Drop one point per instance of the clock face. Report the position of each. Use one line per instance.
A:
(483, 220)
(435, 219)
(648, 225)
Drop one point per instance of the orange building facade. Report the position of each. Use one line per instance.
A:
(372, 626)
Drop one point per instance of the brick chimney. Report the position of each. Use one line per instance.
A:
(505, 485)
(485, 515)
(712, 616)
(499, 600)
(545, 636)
* * *
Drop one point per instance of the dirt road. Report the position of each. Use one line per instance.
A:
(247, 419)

__WORK ITEM__
Where a line above includes "Report", copy that line.

__WORKED SOLUTION__
Drop one point per instance of the clock face. Report the position of each. Use one line per instance.
Drop one point per instance of the orange building facade. Report the position of each. Use one line per instance.
Drop one point per instance of the brick chimney. Report the position of each. Use one line per instance.
Drop one point per instance of the dirt road. Report the position of each. Use one line per instance.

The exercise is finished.